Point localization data
================
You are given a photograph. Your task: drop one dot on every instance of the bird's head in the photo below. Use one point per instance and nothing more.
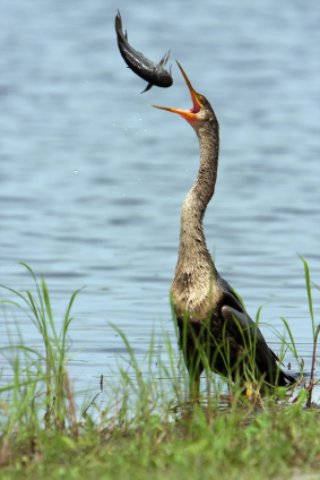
(201, 111)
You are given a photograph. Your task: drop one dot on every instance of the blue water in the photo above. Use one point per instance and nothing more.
(92, 178)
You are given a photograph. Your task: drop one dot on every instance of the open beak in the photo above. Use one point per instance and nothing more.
(191, 114)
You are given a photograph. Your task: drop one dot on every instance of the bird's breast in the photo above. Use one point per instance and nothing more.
(194, 296)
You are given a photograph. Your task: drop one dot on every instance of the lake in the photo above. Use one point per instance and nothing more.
(92, 178)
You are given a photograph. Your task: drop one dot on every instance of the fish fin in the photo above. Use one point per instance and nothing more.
(164, 59)
(147, 87)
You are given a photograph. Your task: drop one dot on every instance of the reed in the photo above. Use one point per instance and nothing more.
(147, 425)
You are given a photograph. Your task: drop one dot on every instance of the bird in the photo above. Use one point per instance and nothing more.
(215, 331)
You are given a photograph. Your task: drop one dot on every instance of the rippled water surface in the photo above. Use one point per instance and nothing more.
(92, 178)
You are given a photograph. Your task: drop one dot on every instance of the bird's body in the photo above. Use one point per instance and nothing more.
(154, 74)
(214, 328)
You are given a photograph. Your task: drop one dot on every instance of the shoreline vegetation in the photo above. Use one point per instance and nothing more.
(147, 429)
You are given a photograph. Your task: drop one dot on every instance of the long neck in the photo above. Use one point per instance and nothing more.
(193, 252)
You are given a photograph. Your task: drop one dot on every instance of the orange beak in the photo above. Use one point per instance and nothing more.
(189, 115)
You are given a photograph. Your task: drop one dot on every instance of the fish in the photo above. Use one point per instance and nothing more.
(154, 74)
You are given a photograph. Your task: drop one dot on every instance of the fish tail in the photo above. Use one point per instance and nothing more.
(118, 25)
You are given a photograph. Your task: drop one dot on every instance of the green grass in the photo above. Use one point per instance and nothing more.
(147, 428)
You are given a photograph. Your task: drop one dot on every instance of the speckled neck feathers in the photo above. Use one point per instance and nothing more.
(194, 280)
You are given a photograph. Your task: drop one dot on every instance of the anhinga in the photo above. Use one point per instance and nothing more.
(214, 328)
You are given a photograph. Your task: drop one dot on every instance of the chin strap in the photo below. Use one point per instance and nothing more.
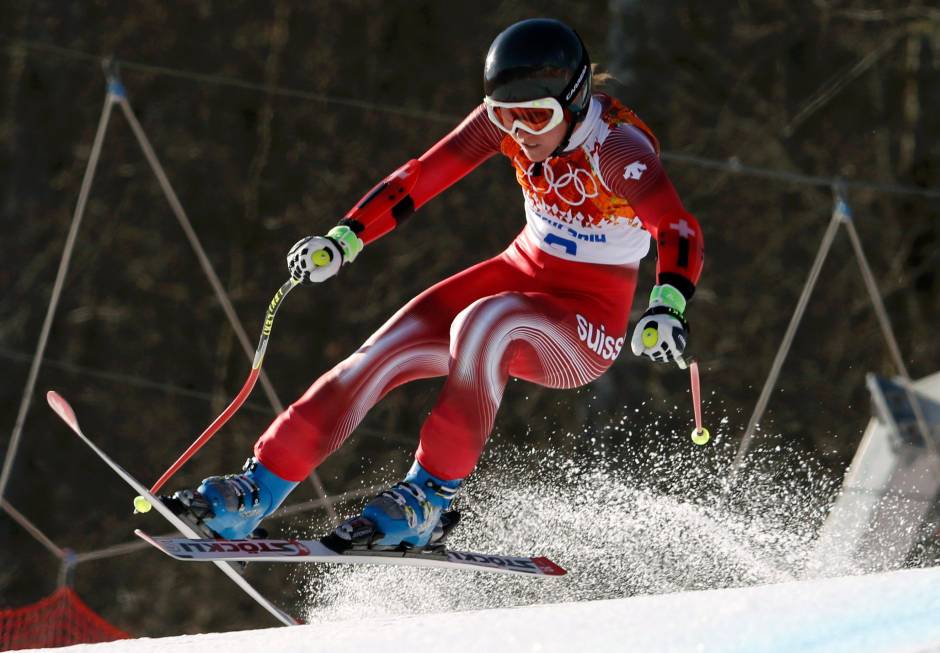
(575, 119)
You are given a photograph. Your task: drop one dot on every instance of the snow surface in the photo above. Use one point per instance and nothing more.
(897, 612)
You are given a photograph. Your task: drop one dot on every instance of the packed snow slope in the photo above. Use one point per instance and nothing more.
(897, 612)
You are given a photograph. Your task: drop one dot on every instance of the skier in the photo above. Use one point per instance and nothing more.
(551, 309)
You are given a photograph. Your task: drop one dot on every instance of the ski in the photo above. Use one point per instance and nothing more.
(272, 550)
(64, 410)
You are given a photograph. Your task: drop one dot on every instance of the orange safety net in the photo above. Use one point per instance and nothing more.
(60, 619)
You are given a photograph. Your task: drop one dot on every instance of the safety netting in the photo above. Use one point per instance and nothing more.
(60, 619)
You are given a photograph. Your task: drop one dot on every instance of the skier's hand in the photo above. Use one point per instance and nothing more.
(662, 332)
(317, 258)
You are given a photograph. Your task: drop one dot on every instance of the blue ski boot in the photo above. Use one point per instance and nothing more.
(231, 507)
(411, 515)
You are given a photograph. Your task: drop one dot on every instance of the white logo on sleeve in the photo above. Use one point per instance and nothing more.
(634, 170)
(685, 231)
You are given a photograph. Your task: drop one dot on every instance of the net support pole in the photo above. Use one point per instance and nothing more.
(59, 283)
(839, 213)
(222, 296)
(887, 331)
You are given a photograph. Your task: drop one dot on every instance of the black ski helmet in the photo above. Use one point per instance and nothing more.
(538, 58)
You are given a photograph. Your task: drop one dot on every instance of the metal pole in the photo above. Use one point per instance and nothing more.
(838, 211)
(207, 267)
(888, 332)
(56, 291)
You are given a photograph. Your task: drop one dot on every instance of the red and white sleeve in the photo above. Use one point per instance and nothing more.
(632, 170)
(398, 196)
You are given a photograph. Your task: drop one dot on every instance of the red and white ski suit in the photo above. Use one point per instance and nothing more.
(551, 309)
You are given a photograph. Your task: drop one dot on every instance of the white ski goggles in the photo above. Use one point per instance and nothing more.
(533, 116)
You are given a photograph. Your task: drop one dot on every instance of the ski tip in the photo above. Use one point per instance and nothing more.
(62, 408)
(549, 568)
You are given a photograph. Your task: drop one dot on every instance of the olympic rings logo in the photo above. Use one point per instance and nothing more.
(578, 180)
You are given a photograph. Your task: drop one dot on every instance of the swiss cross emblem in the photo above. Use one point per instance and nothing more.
(634, 170)
(683, 228)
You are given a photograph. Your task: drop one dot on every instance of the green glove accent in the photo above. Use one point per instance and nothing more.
(347, 240)
(666, 295)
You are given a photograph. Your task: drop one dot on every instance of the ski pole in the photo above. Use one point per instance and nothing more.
(700, 435)
(140, 504)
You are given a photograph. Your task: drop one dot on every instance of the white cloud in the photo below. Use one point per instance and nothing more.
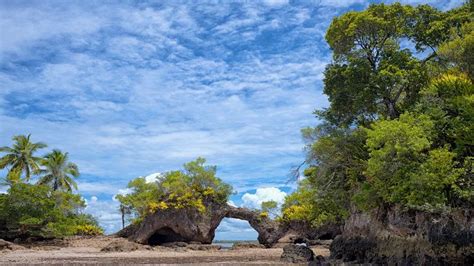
(106, 212)
(153, 177)
(261, 195)
(341, 3)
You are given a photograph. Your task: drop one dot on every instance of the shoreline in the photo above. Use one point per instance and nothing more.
(88, 251)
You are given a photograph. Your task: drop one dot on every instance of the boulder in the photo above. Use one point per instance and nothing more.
(398, 236)
(123, 246)
(9, 246)
(297, 253)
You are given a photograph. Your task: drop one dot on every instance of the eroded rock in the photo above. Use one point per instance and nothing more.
(395, 236)
(190, 225)
(295, 253)
(9, 246)
(123, 245)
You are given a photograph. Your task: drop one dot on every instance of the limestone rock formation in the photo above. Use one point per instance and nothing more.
(122, 245)
(295, 253)
(9, 246)
(394, 236)
(189, 225)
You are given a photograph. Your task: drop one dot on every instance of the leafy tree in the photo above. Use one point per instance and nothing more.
(195, 187)
(38, 211)
(371, 76)
(399, 127)
(20, 158)
(58, 172)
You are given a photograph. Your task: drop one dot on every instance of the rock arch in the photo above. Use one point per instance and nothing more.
(192, 226)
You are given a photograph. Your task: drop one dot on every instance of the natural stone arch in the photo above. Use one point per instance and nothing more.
(189, 225)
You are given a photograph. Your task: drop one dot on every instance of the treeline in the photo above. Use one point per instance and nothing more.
(399, 130)
(194, 187)
(47, 208)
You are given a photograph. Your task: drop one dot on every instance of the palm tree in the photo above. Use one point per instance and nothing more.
(20, 158)
(58, 172)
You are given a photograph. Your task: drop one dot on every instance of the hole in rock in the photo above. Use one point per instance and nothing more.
(164, 235)
(232, 230)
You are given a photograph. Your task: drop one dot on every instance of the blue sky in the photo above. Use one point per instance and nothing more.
(133, 88)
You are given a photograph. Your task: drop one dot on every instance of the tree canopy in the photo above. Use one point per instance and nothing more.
(194, 187)
(399, 127)
(48, 208)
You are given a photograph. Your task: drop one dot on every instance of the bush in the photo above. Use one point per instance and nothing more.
(194, 188)
(38, 211)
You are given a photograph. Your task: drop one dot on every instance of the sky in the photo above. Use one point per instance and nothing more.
(132, 88)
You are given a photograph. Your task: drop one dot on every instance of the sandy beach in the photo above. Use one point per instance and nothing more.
(88, 251)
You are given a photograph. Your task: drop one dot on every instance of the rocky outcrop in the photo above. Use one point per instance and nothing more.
(9, 246)
(297, 231)
(122, 245)
(395, 236)
(189, 225)
(294, 253)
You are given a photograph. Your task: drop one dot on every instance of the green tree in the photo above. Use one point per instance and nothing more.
(59, 173)
(371, 76)
(20, 158)
(37, 211)
(194, 187)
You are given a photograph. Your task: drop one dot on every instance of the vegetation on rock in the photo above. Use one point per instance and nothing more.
(193, 187)
(399, 127)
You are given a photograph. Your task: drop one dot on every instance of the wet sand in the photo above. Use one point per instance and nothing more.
(87, 251)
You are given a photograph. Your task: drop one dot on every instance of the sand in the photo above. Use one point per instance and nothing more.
(87, 251)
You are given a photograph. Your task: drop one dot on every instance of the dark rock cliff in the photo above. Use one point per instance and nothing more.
(398, 237)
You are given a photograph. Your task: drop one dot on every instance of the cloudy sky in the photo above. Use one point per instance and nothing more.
(133, 88)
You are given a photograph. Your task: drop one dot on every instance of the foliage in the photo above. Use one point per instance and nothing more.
(399, 129)
(88, 230)
(20, 158)
(38, 211)
(193, 188)
(58, 172)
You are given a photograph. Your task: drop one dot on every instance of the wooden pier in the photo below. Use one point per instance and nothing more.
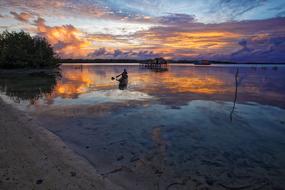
(157, 64)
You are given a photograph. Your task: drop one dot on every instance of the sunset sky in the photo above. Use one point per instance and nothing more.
(229, 30)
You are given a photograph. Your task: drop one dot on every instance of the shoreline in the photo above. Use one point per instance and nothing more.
(31, 157)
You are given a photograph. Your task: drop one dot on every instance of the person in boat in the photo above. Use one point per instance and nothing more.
(123, 81)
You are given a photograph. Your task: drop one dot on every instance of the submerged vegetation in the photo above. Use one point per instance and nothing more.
(21, 50)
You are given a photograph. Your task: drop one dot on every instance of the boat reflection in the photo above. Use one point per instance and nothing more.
(176, 86)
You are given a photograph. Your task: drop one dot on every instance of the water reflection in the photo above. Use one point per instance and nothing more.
(28, 86)
(172, 128)
(175, 87)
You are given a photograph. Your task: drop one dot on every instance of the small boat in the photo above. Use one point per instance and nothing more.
(123, 83)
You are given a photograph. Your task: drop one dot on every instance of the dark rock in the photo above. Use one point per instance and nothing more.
(39, 181)
(120, 158)
(73, 174)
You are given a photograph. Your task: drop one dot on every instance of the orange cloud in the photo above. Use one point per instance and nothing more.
(23, 16)
(67, 40)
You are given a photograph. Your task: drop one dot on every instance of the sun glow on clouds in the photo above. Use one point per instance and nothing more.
(146, 29)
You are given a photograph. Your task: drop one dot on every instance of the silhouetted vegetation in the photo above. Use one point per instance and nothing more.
(21, 50)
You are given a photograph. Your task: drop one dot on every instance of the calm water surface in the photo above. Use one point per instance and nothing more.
(187, 127)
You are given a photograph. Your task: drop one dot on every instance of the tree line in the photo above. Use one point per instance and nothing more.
(21, 50)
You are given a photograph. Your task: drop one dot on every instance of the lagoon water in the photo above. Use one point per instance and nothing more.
(184, 127)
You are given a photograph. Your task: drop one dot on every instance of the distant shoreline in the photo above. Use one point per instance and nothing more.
(134, 61)
(180, 64)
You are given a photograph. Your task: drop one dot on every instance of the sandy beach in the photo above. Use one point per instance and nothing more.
(31, 157)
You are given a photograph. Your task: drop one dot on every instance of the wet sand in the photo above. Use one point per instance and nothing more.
(31, 157)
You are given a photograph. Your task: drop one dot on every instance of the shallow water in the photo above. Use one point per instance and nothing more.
(187, 127)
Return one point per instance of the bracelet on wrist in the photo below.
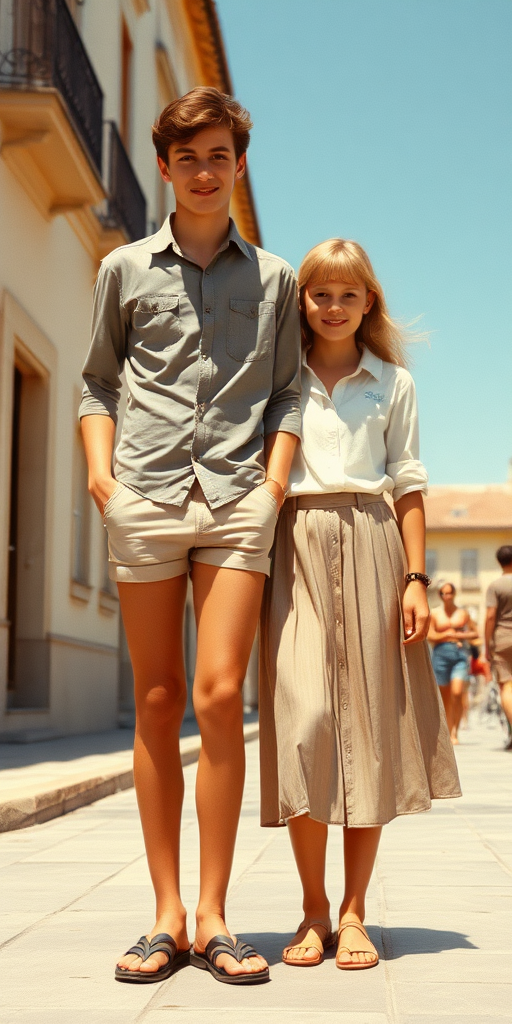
(273, 480)
(422, 577)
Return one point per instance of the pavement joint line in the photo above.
(30, 805)
(66, 906)
(237, 882)
(483, 841)
(387, 945)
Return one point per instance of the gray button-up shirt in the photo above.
(212, 361)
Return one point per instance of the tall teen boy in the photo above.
(206, 327)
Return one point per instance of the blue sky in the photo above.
(389, 122)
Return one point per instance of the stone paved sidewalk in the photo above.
(76, 892)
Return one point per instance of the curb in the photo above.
(29, 806)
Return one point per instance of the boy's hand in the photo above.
(416, 612)
(100, 491)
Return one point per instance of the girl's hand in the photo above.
(276, 492)
(416, 612)
(100, 491)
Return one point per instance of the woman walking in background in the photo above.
(352, 728)
(450, 632)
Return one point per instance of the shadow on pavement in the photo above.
(392, 943)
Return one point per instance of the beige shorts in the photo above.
(148, 541)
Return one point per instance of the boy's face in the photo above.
(203, 171)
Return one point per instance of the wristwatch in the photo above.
(422, 577)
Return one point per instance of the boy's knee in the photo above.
(218, 699)
(163, 702)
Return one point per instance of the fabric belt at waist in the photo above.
(332, 501)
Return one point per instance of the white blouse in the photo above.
(365, 437)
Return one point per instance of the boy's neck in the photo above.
(200, 238)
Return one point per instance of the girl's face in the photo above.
(335, 309)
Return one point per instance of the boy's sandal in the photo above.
(351, 965)
(309, 940)
(161, 943)
(239, 950)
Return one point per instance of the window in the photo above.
(81, 516)
(469, 568)
(431, 562)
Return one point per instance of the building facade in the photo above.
(81, 82)
(465, 527)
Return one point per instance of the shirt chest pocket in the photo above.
(157, 320)
(251, 330)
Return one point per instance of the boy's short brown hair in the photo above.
(200, 109)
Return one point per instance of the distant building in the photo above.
(81, 82)
(465, 527)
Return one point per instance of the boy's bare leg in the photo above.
(227, 604)
(153, 615)
(360, 847)
(309, 844)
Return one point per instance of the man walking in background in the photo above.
(499, 631)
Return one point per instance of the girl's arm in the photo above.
(438, 636)
(98, 433)
(411, 516)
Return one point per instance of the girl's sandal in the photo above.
(351, 966)
(309, 939)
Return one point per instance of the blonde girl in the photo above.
(352, 728)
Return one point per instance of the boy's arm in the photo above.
(98, 409)
(280, 448)
(98, 433)
(283, 409)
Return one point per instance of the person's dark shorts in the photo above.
(450, 662)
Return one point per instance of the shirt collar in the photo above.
(368, 361)
(164, 238)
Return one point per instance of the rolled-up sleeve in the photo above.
(402, 442)
(283, 410)
(103, 366)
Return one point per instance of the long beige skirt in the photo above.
(352, 729)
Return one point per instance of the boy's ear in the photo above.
(163, 168)
(241, 166)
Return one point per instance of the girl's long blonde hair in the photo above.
(339, 259)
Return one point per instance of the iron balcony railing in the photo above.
(126, 203)
(40, 47)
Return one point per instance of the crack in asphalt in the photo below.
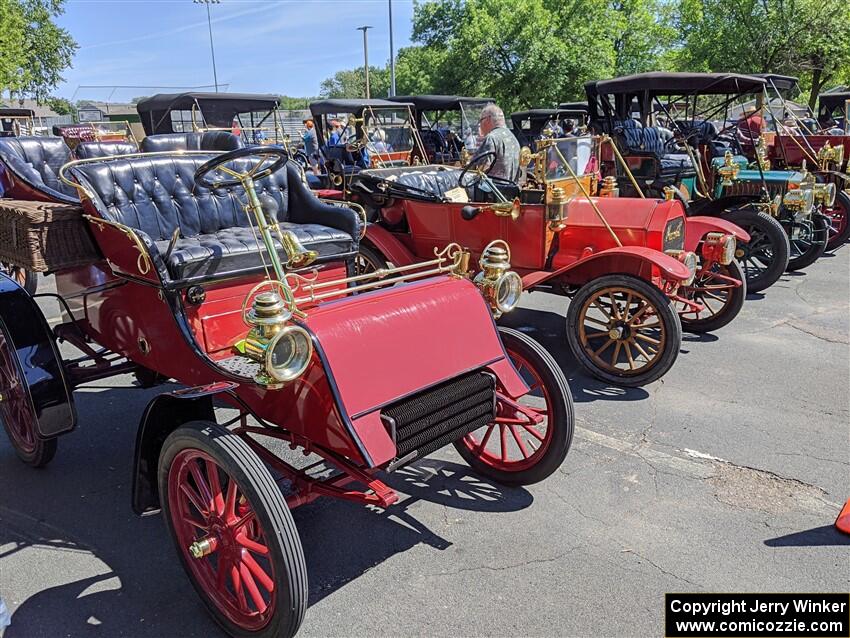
(661, 569)
(501, 568)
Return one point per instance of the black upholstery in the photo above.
(87, 150)
(36, 161)
(195, 141)
(157, 195)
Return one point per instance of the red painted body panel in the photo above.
(699, 226)
(364, 337)
(643, 262)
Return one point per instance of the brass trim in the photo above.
(143, 261)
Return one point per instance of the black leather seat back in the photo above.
(36, 161)
(195, 141)
(88, 150)
(158, 194)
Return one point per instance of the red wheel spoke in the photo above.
(230, 501)
(201, 484)
(236, 580)
(194, 499)
(251, 586)
(519, 442)
(504, 441)
(258, 572)
(215, 487)
(239, 523)
(530, 429)
(252, 545)
(485, 438)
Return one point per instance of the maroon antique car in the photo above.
(636, 270)
(261, 312)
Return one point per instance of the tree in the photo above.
(351, 83)
(806, 38)
(33, 49)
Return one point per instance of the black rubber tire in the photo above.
(564, 415)
(806, 252)
(771, 236)
(27, 279)
(255, 482)
(371, 256)
(842, 198)
(729, 311)
(666, 313)
(43, 449)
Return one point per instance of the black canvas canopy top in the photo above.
(658, 83)
(780, 82)
(355, 106)
(218, 109)
(440, 102)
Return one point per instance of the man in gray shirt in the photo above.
(500, 141)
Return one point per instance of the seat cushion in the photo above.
(36, 161)
(232, 251)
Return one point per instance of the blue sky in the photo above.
(264, 46)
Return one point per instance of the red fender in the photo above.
(699, 226)
(634, 260)
(389, 246)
================
Exercise objective
Write out, exactly as they appear, the lines from the one containing "Return one point per instance of the black rubber" through the last line of the records above, both included, and nothing more.

Exercise solution
Return one point per instance of the black rubber tire in the photo above.
(564, 415)
(806, 252)
(771, 236)
(27, 279)
(255, 482)
(371, 256)
(842, 198)
(729, 311)
(666, 313)
(43, 449)
Return one point per instance of the black canvas canopy top in the photo above.
(658, 83)
(780, 82)
(355, 106)
(218, 109)
(440, 102)
Return one point per instance of the man in gray shirt in the photo above.
(500, 141)
Return one point per instance of the seat cushion in the photo above.
(36, 161)
(232, 251)
Return one point per instance of the blue sky in the photo above.
(264, 46)
Return one point per instance of the red fender in the photo above.
(699, 226)
(634, 260)
(389, 246)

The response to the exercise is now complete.